Quoted passage: Begin
FOOD ALLLERGIES ARE CREATED, NOT GENETIC
Did you know that to have a severe food allergy reaction, as, in the case of anaphylactic shock, your immune system must first be sensitized to the food or protein in question?
It does not and can not happen randomly or without a specific hyper-immune stimulus and exposure.
The body must have come in contact with it prior and in a particular way to recognize it later when eaten to have any reaction. If it does not, and the body has a severe reaction, it would be considered food poisoning, not an allergic reaction.
When the body does have this sensitization already in place, and the person consumes the food, the offending protein must get through the intestinal wall, as in the leaky gut, and enter the bloodstream to be detected by the immune system and create the allergic reaction.
So, if we need an initial exposure and precise exposure to a food protein to trigger a later contact allergic reaction, the question is, how did we get exposed in the first place?
Considering that the largest growing allergic population is children and infants, people who may have never had the food in question, we must ask why. How did this susceptibility get started? What happened?
Quoted passage: End
(What to produce): Retype the food allergy text above, between "FOOD ALLLERGIES ARE" and "an allergic reaction.", inclusive.
Data excerpts: Begin
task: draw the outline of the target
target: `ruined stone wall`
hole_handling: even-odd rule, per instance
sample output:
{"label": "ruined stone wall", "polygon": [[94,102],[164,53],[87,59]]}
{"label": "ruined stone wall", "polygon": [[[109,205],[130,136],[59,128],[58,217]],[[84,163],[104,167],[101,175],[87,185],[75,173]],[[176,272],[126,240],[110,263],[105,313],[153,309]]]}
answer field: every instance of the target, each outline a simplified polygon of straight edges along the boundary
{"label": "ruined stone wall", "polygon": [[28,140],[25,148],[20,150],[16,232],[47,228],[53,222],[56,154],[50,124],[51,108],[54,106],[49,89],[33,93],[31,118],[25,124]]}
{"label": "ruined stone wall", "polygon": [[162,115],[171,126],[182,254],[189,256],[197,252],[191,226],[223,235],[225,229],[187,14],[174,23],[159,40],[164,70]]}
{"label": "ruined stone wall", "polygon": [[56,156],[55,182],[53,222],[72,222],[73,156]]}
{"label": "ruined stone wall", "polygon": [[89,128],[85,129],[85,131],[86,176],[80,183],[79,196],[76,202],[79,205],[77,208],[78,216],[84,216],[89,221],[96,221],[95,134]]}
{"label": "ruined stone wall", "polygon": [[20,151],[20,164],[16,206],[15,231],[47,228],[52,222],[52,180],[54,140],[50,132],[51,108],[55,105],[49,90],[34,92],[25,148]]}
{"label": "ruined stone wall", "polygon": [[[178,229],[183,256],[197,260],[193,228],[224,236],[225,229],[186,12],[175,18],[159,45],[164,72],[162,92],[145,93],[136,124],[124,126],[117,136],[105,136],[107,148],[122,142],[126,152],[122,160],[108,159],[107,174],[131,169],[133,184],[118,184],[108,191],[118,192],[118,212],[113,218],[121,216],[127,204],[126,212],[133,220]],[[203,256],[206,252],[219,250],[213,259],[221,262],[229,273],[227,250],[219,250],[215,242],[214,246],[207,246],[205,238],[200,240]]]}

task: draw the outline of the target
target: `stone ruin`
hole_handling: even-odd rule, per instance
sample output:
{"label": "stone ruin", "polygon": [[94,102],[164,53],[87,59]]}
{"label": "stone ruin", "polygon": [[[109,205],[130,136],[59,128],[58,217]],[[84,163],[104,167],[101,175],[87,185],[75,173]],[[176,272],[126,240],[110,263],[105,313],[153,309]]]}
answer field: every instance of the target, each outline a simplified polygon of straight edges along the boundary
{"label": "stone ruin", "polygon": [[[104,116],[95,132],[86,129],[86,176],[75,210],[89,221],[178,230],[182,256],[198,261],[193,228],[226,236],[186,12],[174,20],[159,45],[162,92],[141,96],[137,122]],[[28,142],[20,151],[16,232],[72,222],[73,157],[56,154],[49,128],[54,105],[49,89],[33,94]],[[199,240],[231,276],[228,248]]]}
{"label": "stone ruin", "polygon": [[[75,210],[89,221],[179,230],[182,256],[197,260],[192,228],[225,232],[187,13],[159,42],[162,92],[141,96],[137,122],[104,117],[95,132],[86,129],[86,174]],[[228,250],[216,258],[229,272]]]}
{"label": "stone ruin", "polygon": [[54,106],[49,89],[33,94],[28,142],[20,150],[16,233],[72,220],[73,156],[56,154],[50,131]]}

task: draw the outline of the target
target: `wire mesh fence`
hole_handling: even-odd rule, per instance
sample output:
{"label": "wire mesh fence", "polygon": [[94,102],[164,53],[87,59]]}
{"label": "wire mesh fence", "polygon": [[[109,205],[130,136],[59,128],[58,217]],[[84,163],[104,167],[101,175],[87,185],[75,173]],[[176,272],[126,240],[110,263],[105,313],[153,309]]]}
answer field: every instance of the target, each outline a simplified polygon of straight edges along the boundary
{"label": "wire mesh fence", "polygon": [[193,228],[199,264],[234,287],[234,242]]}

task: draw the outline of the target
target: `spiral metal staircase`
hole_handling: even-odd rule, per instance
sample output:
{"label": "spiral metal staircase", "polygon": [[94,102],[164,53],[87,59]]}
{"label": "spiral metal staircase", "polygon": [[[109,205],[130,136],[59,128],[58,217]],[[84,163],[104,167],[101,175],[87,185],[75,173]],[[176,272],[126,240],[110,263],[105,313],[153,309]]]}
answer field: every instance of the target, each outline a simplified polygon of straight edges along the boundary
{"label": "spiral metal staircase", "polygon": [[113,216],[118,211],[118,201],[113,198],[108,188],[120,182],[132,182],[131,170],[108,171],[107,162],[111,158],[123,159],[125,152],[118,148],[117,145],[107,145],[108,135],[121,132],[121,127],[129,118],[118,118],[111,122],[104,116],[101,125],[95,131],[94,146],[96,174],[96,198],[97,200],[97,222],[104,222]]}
Data excerpts: End
(Response):
FOOD ALLLERGIES ARE CREATED, NOT GENETIC
Did you know that to have a severe food allergy reaction, as, in the case of anaphylactic shock, your immune system must first be sensitized to the food or protein in question?
It does not and can not happen randomly or without a specific hyper-immune stimulus and exposure.
The body must have come in contact with it prior and in a particular way to recognize it later when eaten to have any reaction. If it does not, and the body has a severe reaction, it would be considered food poisoning, not an allergic reaction.